Text block -
2004. november 30., kedd

Downloading a URL’s HTML


Problem/Question/Abstract:

Downloading a URL’s HTML

Answer:

The objects I present in this article allow you to download data from any URL using the GET method, using only the standard socket components included with Delphi 4+. The object (TabHTTPRequest) is capable of connecting directly to a web server and then requesting a file, the object can also pass a query string; as of this writing it can only get a file using the GET method and using a query string. If there is sufficient interest I can expand the object to also handle POST and cookies, as well as interpreting the result so the return header can be used, so let me know what you guys think!

TInternetURI – This object takes a URI (uniform resource indicator) and splits it into it’s various components to allow the GET object to accept a URL such as http://www.borland.com/delphi/ as a parameter. You do not need to use this object directly.  This object however, follows the complete RFC standard for HTTP addresses and can be used to interpret any URL into its various components.

TabHTTPRequest – This object is designed to connect to a web server and download the HTML, which can then be used in your application.

A couple examples:

URL:

http://www.borland.com/delphi/

CODE:

with TabHTTPRequest.Create do
begin
  Get('http://www.borland.com/delphi/');
  // Work with result (ex. mmURL.Text := ResultData.DataString);
  Free;
end; // with

URL:

http://www.borland.com/rad/delandcppletter.html

CODE:

with TabHTTPRequest.Create do
begin
  Get('http://www.borland.com/rad/delandcppletter.html’);
    // Work with result (ex. mmURL.Text := ResultData.DataString);
    Free;
end; // with

URL: (This is an actual search on yahoo)

http://google.yahoo.com/bin/query?p=delphi+3000&hc=0&hs=0

CODE:

with TabHTTPRequest.Create do
begin
  Get('http://google.yahoo.com/bin/query?p=delphi+3000&hc=0&hs=0');
  // Work with result (ex. mmURL.Text := ResultData.DataString);
  Free;
end; // with

Once get has been called you can access the HTML through the ResultData property:

mmHTML.Lines.Text := URLObject.ResultData.DataString;

I hope you found this article and function to be useful; I’d love to hear your comments, suggestions, etc.

The following is the source code for the functions described above, feel free to use the code in your own programs, but please leave my name and address intact!

I also have a complete test program available by request via e-mail.

// ---------------------------ooo------------------------------ \\
// ©2000 David Lederman
// dlederman@ssccompany.com
// ---------------------------ooo------------------------------ \\
unit abHTTPGet;

interface

uses
  Classes, Sysutils, ScktComp;

// ---------------------------ooo------------------------------ \\
// This type will crack a Uniform Resource Indicator
// ---------------------------ooo------------------------------ \\
type
  TInternetURI = class(TObject)

Problem -
Give every web address that appears under a "URL:" heading in the article on downloading a URL's HTML.

Extracted entries -
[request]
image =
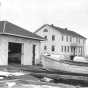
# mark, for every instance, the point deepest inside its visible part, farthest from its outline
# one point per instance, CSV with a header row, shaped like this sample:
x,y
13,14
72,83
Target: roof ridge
x,y
4,26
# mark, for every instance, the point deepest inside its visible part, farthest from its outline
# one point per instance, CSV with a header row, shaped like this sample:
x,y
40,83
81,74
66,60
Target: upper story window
x,y
65,48
83,41
62,48
45,47
67,38
53,48
53,37
62,37
70,39
76,40
79,40
45,37
45,30
68,48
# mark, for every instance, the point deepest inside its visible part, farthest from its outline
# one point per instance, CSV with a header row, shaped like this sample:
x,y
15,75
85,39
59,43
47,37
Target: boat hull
x,y
54,65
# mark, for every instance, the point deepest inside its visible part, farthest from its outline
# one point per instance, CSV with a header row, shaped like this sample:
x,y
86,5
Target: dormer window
x,y
45,30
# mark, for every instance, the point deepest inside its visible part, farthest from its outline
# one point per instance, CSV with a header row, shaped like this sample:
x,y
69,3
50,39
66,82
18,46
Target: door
x,y
3,53
33,61
27,54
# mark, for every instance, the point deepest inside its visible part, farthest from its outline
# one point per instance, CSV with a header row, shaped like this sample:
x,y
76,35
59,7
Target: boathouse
x,y
18,45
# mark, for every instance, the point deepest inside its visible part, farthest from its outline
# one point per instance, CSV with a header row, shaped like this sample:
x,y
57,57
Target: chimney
x,y
66,29
52,24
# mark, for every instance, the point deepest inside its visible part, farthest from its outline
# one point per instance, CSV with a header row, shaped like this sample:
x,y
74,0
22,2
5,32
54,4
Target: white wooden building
x,y
14,39
61,41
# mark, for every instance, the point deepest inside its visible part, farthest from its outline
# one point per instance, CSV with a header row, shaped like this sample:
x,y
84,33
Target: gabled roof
x,y
11,29
62,30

Result below -
http://www.borland.com/delphi/
http://www.borland.com/rad/delandcppletter.html
http://google.yahoo.com/bin/query?p=delphi+3000&hc=0&hs=0